_What the exercise asks_
Your task is to output the entries below word for word.

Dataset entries
________________
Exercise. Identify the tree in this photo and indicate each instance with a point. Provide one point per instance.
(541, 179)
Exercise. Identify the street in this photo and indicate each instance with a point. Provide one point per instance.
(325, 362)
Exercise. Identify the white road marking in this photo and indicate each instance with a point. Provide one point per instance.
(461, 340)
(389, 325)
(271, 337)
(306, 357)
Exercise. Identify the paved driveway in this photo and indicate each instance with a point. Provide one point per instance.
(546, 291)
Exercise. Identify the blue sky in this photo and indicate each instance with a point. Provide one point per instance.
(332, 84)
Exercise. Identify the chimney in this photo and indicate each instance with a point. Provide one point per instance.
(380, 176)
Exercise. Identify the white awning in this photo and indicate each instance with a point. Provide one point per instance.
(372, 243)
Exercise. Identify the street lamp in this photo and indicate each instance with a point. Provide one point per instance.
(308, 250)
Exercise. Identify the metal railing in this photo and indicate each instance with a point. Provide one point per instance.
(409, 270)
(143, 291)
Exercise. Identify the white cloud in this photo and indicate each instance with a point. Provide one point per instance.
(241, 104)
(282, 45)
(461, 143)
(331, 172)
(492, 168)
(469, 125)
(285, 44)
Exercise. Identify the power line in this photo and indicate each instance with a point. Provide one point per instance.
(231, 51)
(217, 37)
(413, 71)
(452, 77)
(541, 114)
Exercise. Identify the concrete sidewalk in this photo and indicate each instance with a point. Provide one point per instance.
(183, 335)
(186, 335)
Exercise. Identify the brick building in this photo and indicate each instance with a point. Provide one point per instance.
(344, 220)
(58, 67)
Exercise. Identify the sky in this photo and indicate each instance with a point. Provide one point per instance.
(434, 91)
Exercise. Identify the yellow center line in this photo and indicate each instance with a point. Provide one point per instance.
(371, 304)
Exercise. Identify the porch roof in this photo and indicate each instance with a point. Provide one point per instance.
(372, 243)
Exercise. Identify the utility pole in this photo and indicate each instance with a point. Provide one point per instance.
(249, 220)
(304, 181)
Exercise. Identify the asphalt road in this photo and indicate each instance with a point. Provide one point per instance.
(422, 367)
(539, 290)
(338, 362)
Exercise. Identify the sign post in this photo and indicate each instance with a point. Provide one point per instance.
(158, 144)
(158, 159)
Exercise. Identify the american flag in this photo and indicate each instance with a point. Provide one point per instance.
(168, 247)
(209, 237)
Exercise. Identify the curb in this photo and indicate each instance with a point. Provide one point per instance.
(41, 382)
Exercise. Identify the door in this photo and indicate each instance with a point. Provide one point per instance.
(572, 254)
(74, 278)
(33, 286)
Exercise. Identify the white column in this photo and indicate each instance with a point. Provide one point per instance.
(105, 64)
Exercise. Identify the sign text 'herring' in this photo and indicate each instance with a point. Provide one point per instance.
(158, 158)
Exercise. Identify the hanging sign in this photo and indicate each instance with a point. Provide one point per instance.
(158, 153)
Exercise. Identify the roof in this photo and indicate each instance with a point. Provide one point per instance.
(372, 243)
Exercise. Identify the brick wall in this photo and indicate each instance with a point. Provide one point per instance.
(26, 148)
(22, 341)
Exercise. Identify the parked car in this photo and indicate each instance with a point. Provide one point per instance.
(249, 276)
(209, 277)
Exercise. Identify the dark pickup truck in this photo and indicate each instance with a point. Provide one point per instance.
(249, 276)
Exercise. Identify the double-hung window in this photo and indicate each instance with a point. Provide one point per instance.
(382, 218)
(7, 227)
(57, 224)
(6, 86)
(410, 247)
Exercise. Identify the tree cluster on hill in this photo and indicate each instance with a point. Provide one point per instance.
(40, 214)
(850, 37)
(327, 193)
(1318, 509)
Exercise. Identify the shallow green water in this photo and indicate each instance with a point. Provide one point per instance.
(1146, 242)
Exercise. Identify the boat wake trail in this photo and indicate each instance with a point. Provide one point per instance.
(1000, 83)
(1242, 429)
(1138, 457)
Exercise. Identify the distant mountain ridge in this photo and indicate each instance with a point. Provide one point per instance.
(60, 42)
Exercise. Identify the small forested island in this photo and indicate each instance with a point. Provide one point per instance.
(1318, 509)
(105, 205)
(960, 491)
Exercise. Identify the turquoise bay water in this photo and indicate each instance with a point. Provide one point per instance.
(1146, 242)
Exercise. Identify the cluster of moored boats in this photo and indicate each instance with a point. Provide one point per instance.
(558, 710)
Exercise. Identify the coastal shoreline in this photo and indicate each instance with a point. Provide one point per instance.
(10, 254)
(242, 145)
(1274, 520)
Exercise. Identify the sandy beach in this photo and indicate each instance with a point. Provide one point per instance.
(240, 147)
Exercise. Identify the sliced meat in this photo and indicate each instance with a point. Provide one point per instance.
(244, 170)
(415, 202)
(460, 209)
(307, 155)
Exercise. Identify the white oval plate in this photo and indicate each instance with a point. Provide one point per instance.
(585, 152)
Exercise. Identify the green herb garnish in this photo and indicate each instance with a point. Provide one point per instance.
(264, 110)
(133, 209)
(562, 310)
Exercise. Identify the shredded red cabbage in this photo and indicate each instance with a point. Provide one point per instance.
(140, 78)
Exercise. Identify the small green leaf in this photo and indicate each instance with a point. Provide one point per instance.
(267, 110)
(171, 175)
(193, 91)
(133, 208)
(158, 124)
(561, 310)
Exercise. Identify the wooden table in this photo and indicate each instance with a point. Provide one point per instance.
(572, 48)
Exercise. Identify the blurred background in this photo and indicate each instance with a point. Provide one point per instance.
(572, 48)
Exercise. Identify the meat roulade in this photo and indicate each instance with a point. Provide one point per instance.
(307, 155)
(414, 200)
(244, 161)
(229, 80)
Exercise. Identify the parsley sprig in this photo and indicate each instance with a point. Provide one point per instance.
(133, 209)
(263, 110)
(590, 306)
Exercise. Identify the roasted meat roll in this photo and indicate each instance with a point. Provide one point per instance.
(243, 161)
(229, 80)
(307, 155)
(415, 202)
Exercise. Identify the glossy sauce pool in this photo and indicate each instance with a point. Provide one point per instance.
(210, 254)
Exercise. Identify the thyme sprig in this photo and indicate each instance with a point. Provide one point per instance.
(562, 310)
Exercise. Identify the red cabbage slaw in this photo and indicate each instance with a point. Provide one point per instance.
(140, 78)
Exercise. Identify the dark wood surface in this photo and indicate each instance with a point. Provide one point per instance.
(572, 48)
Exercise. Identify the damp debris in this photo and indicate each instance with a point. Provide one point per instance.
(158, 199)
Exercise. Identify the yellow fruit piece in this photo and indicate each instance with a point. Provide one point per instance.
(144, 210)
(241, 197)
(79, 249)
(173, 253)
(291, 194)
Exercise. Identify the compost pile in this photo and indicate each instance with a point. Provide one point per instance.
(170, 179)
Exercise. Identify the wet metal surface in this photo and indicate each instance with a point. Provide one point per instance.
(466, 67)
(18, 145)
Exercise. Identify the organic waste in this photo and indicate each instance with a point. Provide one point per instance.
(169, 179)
________________
_Response to this exercise_
Exercise. Identify the tree in this photo and indicate each instance with a point. Provide one point per instance.
(541, 179)
Exercise. Identify the street in this photo and indicate each instance with a point. Provide one point per instance.
(325, 362)
Exercise. Identify the white road marking in this photo and indicate each instance with a point. Provide one point per instance.
(461, 340)
(389, 325)
(271, 337)
(306, 357)
Exercise. Identify the paved driveway in this photo and indicate each instance with a point. Provide one point per instance.
(546, 291)
Exercise. Identify the blue sky in this photo and indicate each instance with a point. Provide one point per instance.
(332, 84)
Exercise. Identify the chimney in this photo and indicate each instance with a point. Provide one point per instance.
(380, 176)
Exercise. Identify the white awning in this photo and indicate each instance with a point. Provide one point per instance.
(372, 243)
Exercise. Identify the street lamp in this photo and indicate each instance with a point. Provide one point per instance.
(308, 250)
Exercise. Identify the metal railing in this photo and indicate each instance with a point. Provide one point per instance.
(409, 270)
(143, 291)
Exercise. Identify the white cloud in this photo and indicate each instance with a point. Provide one point per instance.
(241, 104)
(282, 45)
(461, 143)
(331, 172)
(492, 168)
(469, 125)
(285, 44)
Exercise. Identify the power line in this photo and indicate each instance with a point. Provide one point per instance.
(231, 51)
(217, 37)
(413, 71)
(452, 77)
(541, 114)
Exercise. Identify the concrete sidewalk in this photo and indicate each instance with a point. Provide one point per instance.
(183, 335)
(186, 335)
Exercise. Identify the brick building in this photo and indicate each instance with a point. Provide one point per instance.
(344, 220)
(58, 67)
Exercise. Identify the sky in this photo and indicate each instance with a point. Provide one point per instance.
(434, 91)
Exercise. Identify the yellow center line in this photo and indicate each instance with a point. Provide one point per instance.
(371, 304)
Exercise. Identify the porch roof in this photo and indicate each instance with a point. Provide one point per instance.
(372, 243)
Exercise. Identify the utility pole in this photo and indicate each instance with a point. Provide one point per instance.
(249, 220)
(304, 181)
Exercise. Identify the asphalt road in this photo and indicate each instance with a point. Provide one point per instance.
(422, 367)
(539, 290)
(338, 362)
Exercise. Identify the sign post in this photo and indicate each instance with a point. Provide one point per instance.
(158, 144)
(158, 159)
Exercise. Identify the american flag in this photo and indicate each instance with a point. Provide one point per instance.
(168, 247)
(209, 237)
Exercise. Identify the curb in this photo and indicate each instance with a point. Provide one point per instance.
(41, 382)
Exercise. Identify the door in this photo and indicate each instance with a point. Provide one point per instance.
(572, 254)
(74, 278)
(33, 286)
Exercise. Identify the white column in this photo and indicate each instance with a point. Provide one point per instance.
(105, 64)
Exercise. Identify the sign text 'herring' in this photo and indicate each instance with a point. Provide one point per instance.
(158, 158)
Exercise. Identify the hanging sign in this photo and indicate each instance with a point. Provide one point per instance.
(158, 153)
Exercise. Identify the roof in this photo and indicate each instance with a point. Provide one point per instance.
(372, 243)
Exercise. Identify the brick wall in this photo and indicate each instance with a point. Provide one point per instance.
(26, 148)
(22, 341)
Exercise. Identify the parked car in this photo and indicate each instance with a point. Provide one point per instance.
(249, 276)
(209, 277)
Exercise. Identify the dark pickup truck in this photo and indicate each instance with a point. Provide one point per instance.
(249, 276)
Exercise. Identify the double-hung window in this photo and indicate each instance with a point. Provide one point per instance.
(382, 218)
(7, 227)
(57, 224)
(6, 86)
(410, 247)
Exercise. Identify the tree cluster on hill in this photo and indicate each instance with a point. Provide one point per instance.
(40, 214)
(850, 37)
(327, 193)
(1318, 509)
Exercise. Identify the shallow green water in this photo and indicate each instance with a point. Provide one point per instance.
(1146, 242)
Exercise. Identify the boat wake trail in this photo and indicate each instance with a point. Provide one point per instance.
(1000, 83)
(1242, 429)
(1138, 457)
Exercise. Identify the distant mountain ridge in this photo and indicate each instance with a point. Provide one point per instance.
(60, 42)
Exercise. Identify the small forested island in this photo and indicate each instance with a point. Provide one point per instance.
(1318, 509)
(105, 205)
(960, 491)
Exercise. Identify the turquoise bay water in this photo and indicate each instance with a point. Provide one point per instance.
(1146, 242)
Exercise. Identify the cluster of moored boats in this photo and indicate each instance with a point. Provide one point per instance.
(558, 710)
Exercise. Identify the coastal shoreline in this photo and indicate each instance with a point. Provide one point per instance.
(10, 254)
(242, 145)
(1274, 520)
Exercise. Identify the sandy beach in this photo and indicate each instance with a point. Provide one point per instance.
(240, 147)
Exercise. Identify the sliced meat in this photo and indicate each instance with a point. Provide one point per instance.
(244, 170)
(415, 202)
(460, 209)
(307, 155)
Exercise. Identify the white oval plate in this photo and indicate each instance with a point. Provide one point per instance.
(585, 152)
Exercise. Identify the green herb garnish in this photo and indicate each instance with a point. Provide one point per instance.
(264, 110)
(133, 209)
(562, 310)
Exercise. Identify the shredded red cabbage in this photo and indicate each instance with a point. Provide one point per instance.
(140, 78)
Exercise. Identify the small green leaf in this photo and indicate each instance with a point. Provide one point per instance.
(267, 110)
(171, 175)
(193, 91)
(133, 208)
(158, 124)
(561, 310)
Exercise. Identify the wooden table in this photo and indicate each instance with a point. Provide one point per instance.
(572, 48)
Exercise. Identify the blurred background in this photo and indicate each instance with a point. Provide one point per instance.
(572, 48)
Exercise. Identify the meat roulade in this photo and indicate each instance with a point. Provide one point per instance.
(307, 155)
(414, 200)
(244, 161)
(229, 80)
Exercise. Identify the parsley sprig in this photo and indicate each instance with a point. Provide one point per instance.
(133, 209)
(263, 110)
(590, 306)
Exercise. Identify the roasted meat roll in this photo and indicate each instance with a point. Provide one point per instance.
(243, 161)
(229, 80)
(307, 155)
(415, 202)
Exercise. Identify the glossy sauce pool in this photo and indicate each instance with a point. Provide one point per instance.
(210, 254)
Exercise. Identify the thyme sprig in this photo and indicate each instance with a point. Provide one point per instance.
(562, 310)
Exercise. Identify the red cabbage slaw in this photo and indicate each instance with a point. Provide one point per instance.
(140, 78)
Exercise. Identify the dark wood surface in this photo and indicate each instance with a point. Provide one point per instance.
(572, 48)
Exercise. Identify the damp debris in this photo and indicate each instance with a point. Provide one point per instance.
(158, 199)
Exercise. Identify the yellow fruit piece in this photo and indicate each instance with a point. Provide one point per instance.
(144, 210)
(241, 197)
(79, 249)
(173, 253)
(291, 194)
Exercise. Identify the compost pile in this photo and indicate each instance with a point. Provide one point per instance.
(170, 179)
Exercise. Identify the wet metal surface in this photo and indicate each instance with a point. Provide one point per instance.
(466, 67)
(18, 145)
Exercise. Identify the organic waste in this photo and indicate each instance with a point. Provide one point per instance.
(169, 179)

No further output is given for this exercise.